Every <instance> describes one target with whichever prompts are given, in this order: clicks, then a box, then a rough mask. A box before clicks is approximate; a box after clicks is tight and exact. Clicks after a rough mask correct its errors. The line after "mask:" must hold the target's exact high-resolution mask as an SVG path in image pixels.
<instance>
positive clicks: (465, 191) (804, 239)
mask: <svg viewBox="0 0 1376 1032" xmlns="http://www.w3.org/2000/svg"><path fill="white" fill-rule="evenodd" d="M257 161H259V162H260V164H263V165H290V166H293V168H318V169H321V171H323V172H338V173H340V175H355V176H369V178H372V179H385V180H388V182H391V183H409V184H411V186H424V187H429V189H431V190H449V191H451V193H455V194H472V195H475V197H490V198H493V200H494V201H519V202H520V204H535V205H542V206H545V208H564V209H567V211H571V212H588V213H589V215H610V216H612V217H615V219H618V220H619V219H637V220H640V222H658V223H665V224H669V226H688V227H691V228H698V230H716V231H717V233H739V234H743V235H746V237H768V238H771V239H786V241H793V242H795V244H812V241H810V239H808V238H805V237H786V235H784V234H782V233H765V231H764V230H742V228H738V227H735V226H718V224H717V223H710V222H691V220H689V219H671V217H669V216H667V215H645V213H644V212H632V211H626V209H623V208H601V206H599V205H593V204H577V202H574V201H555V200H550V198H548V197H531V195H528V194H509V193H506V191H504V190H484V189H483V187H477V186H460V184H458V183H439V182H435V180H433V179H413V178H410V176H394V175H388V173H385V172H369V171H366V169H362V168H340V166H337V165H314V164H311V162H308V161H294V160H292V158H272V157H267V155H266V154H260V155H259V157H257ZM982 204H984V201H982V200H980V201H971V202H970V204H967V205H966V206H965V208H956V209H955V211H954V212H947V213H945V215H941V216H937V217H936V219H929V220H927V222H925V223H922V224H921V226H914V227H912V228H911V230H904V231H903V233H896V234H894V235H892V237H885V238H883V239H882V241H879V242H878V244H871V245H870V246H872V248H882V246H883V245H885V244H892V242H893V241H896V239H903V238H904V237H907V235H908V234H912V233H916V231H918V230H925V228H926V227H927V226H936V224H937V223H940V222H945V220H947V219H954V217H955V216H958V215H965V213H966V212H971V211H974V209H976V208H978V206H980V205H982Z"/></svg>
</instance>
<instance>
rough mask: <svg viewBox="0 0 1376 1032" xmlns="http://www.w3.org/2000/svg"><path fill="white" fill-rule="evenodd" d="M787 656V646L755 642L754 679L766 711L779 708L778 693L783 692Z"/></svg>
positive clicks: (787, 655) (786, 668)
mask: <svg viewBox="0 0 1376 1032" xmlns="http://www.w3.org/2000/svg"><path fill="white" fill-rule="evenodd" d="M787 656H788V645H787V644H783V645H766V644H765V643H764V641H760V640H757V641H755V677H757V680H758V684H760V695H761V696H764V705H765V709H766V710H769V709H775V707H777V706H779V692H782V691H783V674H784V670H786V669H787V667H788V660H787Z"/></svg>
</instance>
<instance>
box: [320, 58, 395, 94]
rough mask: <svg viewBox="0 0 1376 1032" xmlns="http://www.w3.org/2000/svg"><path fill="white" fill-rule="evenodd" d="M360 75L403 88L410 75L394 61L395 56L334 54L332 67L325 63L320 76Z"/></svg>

........

**Task**
Show every line of the material above that contains the word "clicks", each copied in full.

**Answer box**
Every <instance> describes one target with whichever prompts are given, in this order: clicks, then a box, then a rough mask. A box before clicks is approximate; a box after clicks is tight and exact. Clicks after a rough mask correct its errors. The line after "mask:" must hold the target's exact high-resolution mask as an SVG path in image pixels.
positive clicks: (465, 191) (804, 239)
positive clicks: (787, 655) (786, 668)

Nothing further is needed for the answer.